**EXTRAIT DU TEXTE**
####################

Tandis que l’entente préalable aux audiences sur sentence scellait la preuve de la poursuite en évacuant toute possibilité de contester la légalité des accusations déposées contre Khadr, elle permettait en outre au juge de soustraire à la connaissance du jury chargé de déterminer la sentence certains éléments de preuve qui auraient pu contribuer à l’atténuation de la peine.

Parmi les failles judiciaires révélées entre le 25 et le 31 octobre derniers à Guantánamo, l’une des plus déconcertantes demeure l’admission par le juge d’un plaidoyer de culpabilité à des accusations incluant celle de meurtre en violation du droit des conflits armés, plaidoyer qui a été prononcé par un individu qui était un enfant en vertu du droit international au moment des faits qui lui sont reprochés. En droit des conflits armés, le crime de meurtre n’existe pas. Cette reconnaissance de culpabilité est un précédent inquiétant pour tous les enfants soldats.

####################

**DONNÉES ENREGISTRÉES**
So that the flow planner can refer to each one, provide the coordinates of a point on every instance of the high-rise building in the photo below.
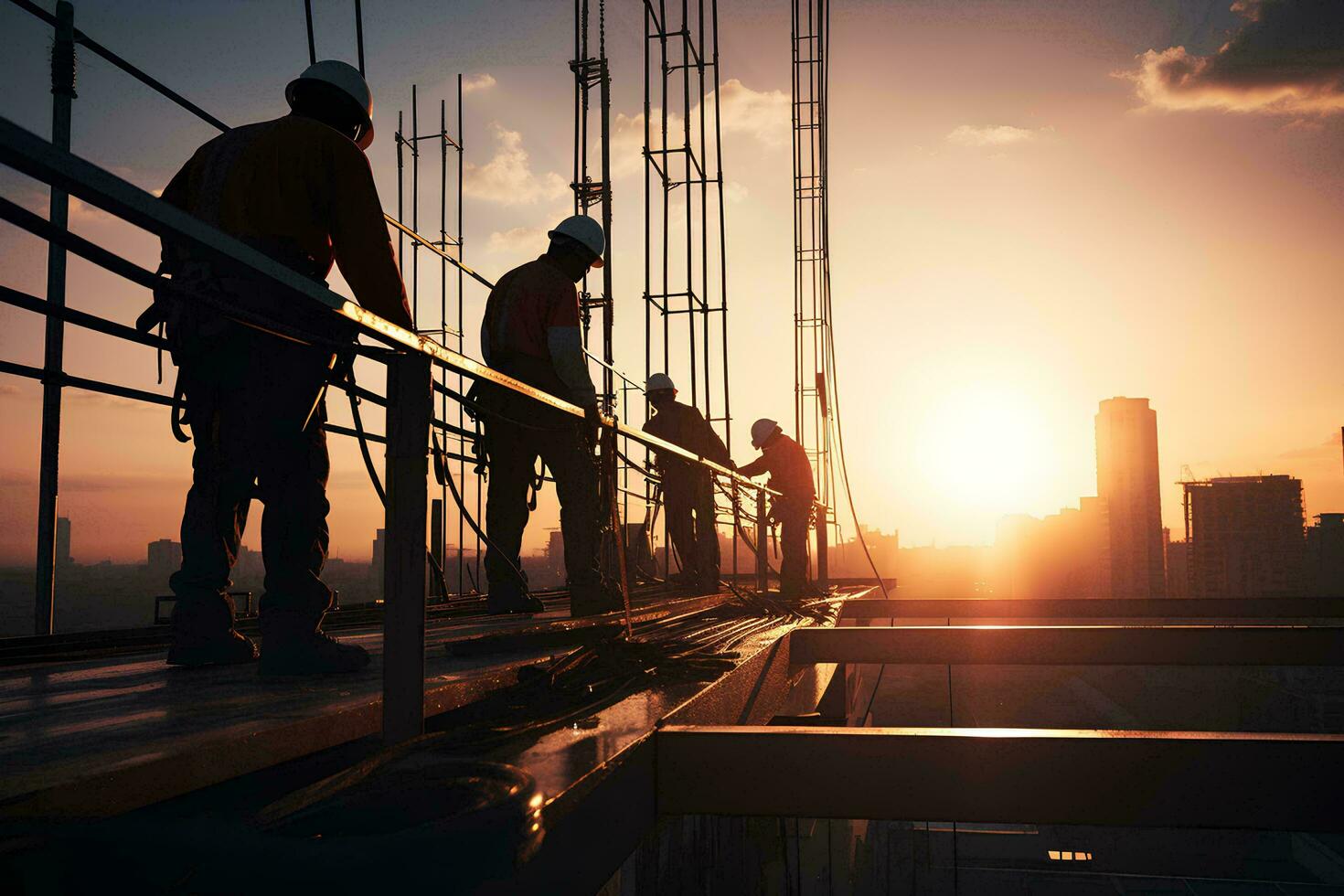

####################

**CONSIGNE 1**
D'après l'extrait sur le procès de Khadr, quel crime n'existe pas en droit des conflits armés ?
**CONSIGNE 2**
Rédigez la suite de l'extrait sur le procès de Khadr en reprenant après sa dernière phrase.

**RÉPONSE 1**
Le crime de meurtre.

**RÉPONSE 2**
 

Le phénomène des enfants-soldats, facteur de plus en plus significatif des conflits internes et internationaux ayant donné lieu à l’élaboration de règles juridiques spécialement conçues pour prévenir le recrutement et interdire l’utilisation d’individus de moins de 18 ans sur les champs de bataille , est complètement ignoré par la Loi sur les commissions militaires . Le Protocole facultatif à la Convention relative aux droits de l’enfant, concernant l’implication des enfants dans les conflits armés, qui a été signé et ratifié par les États-Unis (et la Canada), comprend notamment un engagement des États à supporter la démobilisation des enfants-soldats et leur réintégration à la société, et à ne pas les soumettre à des accusations criminelles. Les États-Unis et le Canada ont bien souscrit à ces engagements, mais le gouvernement de ces deux pays ont décidé que Khadr faisait partie d’une catégorie à part. Ce triste retour à l’arbitraire, c’est-à-dire à des États qui choisissent à qui le droit s’applique, équivaut à fouler du pied l’État de droit, le socle de notre société; l’État de droit signifie que la loi s’applique à tous également.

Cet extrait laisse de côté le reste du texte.